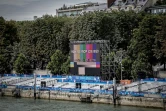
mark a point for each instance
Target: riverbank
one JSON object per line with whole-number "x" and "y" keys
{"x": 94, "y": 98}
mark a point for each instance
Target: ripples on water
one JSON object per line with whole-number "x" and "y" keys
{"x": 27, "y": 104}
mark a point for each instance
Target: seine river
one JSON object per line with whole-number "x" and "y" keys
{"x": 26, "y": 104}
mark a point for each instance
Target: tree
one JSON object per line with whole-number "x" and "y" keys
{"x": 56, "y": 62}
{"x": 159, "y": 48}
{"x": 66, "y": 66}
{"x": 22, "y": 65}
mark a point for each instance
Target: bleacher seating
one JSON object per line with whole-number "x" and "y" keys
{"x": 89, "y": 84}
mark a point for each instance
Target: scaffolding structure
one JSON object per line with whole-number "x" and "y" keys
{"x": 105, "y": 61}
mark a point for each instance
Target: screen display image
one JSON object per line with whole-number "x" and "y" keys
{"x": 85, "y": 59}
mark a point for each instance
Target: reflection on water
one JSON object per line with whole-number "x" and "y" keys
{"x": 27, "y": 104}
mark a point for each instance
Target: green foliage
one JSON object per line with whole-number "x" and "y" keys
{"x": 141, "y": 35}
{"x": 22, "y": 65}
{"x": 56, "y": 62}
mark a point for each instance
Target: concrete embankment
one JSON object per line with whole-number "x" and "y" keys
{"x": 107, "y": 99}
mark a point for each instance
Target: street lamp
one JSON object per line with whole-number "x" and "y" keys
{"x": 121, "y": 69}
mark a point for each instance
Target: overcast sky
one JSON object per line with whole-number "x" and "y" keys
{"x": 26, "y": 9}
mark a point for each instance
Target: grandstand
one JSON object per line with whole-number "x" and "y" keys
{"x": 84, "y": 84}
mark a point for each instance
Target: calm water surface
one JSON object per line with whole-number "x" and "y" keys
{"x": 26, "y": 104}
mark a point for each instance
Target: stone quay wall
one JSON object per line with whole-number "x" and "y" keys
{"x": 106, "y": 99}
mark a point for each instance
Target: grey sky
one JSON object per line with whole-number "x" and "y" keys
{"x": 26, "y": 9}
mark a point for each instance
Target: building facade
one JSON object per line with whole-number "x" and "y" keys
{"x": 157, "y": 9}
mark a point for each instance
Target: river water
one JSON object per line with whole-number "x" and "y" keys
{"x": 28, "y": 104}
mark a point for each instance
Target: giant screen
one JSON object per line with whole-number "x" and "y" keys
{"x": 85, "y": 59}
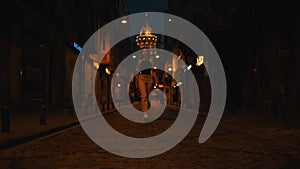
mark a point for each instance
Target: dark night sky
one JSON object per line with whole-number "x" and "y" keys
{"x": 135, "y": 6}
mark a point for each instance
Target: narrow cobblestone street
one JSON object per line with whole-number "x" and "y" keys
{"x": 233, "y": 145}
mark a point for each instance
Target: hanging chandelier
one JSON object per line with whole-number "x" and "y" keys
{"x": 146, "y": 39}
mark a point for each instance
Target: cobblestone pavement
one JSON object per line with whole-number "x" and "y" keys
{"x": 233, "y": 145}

**Exercise details**
Find each line above that contains the word "water", and copy those lines out.

**Exercise answer**
Target: ripples on water
Target: reflection on water
Target: calm water surface
Target: river water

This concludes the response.